EXERCISE MATERIAL —
————

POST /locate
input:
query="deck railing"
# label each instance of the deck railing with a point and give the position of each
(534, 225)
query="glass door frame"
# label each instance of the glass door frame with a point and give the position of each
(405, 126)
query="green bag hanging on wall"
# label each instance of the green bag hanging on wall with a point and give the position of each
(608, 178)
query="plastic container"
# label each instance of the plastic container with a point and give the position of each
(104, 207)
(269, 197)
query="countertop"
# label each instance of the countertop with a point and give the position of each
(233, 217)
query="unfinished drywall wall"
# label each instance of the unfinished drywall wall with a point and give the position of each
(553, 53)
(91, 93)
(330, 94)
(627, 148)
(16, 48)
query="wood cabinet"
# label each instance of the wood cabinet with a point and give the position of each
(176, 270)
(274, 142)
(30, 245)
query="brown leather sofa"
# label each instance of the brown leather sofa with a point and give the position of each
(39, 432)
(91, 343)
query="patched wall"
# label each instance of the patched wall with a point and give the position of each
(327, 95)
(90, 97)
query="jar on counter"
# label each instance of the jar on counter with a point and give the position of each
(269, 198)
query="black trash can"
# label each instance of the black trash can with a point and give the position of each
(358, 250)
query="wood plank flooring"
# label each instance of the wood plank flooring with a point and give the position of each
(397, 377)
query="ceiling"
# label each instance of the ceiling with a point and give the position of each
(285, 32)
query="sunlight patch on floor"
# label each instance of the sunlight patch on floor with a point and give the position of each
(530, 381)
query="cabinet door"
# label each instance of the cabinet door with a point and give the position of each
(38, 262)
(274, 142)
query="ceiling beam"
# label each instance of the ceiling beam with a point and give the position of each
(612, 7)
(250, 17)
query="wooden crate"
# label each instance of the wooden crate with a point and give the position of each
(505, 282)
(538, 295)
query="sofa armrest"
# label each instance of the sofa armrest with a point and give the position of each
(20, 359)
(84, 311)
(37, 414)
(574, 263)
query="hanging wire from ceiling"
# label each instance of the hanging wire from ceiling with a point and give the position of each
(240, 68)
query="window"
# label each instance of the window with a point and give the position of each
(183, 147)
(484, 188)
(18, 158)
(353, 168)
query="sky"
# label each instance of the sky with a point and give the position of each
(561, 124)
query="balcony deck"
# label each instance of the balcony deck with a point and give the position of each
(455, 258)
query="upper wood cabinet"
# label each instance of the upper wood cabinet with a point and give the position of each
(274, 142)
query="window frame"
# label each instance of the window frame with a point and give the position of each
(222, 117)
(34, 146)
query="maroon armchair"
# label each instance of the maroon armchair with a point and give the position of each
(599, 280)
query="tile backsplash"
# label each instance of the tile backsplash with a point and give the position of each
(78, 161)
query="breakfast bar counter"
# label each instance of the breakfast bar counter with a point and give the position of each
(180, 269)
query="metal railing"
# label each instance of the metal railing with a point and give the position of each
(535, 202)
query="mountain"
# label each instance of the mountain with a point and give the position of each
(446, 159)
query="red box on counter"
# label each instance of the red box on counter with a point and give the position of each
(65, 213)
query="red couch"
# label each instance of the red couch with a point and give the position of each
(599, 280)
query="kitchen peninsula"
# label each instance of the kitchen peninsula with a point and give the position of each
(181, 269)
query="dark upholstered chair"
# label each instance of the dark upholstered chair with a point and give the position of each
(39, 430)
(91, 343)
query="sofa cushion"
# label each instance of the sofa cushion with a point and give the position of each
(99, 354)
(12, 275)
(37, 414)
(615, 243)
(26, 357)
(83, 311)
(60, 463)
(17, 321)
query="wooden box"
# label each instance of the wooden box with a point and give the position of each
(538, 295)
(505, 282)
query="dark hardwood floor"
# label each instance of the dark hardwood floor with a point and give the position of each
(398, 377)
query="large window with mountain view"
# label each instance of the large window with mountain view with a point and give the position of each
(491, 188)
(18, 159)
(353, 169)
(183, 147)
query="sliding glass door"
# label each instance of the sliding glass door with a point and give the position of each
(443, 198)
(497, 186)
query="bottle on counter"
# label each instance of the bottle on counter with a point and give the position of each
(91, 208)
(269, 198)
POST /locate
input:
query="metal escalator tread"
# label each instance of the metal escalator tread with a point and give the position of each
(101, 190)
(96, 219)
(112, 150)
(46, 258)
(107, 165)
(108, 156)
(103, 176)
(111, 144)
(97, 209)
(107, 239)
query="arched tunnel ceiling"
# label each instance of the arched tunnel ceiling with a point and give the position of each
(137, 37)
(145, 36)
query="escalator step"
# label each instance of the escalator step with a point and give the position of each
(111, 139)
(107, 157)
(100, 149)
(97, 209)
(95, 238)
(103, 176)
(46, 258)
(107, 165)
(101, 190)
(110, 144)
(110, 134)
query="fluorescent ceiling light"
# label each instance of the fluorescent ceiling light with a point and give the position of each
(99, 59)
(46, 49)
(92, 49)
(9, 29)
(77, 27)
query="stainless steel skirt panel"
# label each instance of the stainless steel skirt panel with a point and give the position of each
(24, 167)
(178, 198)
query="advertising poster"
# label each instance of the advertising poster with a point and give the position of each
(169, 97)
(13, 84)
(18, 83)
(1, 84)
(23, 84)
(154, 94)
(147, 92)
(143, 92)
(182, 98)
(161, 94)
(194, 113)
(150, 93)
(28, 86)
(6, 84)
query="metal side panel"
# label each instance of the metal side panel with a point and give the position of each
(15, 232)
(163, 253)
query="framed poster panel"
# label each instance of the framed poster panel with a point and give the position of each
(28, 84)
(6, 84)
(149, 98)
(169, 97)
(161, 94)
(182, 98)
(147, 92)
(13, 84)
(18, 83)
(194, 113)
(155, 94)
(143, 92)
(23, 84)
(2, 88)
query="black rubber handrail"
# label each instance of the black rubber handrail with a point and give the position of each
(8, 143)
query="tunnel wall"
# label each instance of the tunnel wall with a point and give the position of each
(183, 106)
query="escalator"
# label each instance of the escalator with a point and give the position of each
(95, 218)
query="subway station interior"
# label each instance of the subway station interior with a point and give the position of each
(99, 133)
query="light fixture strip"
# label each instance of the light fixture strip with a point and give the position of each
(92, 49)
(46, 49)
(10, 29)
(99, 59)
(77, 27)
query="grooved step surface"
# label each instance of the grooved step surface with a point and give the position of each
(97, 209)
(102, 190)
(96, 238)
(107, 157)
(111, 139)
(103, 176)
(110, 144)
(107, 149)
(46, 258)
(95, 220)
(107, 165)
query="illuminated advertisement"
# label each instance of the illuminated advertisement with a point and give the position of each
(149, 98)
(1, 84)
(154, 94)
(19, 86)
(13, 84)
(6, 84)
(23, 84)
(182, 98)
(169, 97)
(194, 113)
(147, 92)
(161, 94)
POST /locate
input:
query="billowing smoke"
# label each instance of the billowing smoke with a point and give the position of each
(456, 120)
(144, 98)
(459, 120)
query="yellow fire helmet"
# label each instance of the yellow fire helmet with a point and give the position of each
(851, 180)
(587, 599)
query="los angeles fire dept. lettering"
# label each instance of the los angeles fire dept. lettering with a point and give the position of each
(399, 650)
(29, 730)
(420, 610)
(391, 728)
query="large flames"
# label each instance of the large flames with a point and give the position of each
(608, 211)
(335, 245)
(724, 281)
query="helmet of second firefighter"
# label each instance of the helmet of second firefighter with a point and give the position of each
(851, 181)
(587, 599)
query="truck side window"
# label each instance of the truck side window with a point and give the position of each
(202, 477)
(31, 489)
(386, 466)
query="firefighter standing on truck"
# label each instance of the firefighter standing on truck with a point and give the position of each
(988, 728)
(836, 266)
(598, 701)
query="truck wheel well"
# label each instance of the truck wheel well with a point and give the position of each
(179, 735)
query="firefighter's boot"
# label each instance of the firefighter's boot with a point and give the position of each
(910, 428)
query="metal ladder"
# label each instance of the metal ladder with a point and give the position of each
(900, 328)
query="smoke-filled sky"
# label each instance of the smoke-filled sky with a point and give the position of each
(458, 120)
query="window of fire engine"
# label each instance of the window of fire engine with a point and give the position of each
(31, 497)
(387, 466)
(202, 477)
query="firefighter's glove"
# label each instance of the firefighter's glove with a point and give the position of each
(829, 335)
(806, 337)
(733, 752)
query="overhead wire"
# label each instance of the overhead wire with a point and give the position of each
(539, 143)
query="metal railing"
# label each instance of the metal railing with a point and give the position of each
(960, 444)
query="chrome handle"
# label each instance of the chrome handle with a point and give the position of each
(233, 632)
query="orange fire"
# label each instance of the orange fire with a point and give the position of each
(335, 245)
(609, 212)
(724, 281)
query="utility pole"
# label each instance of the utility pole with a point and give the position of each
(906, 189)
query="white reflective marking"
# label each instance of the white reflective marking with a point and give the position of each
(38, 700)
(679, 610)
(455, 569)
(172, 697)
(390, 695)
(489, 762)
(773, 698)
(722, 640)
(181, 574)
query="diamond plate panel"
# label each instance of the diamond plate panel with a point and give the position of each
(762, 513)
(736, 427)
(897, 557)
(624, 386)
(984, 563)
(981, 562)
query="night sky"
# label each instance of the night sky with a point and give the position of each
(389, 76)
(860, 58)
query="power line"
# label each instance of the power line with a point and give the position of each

————

AIM —
List every line of the material above that contains the string "dept", matching case exactly.

OUTPUT FOR THIS TASK —
query="los angeles fire dept. lettering"
# label each instance of the los angeles fire dept. lettering with a point and give the position of each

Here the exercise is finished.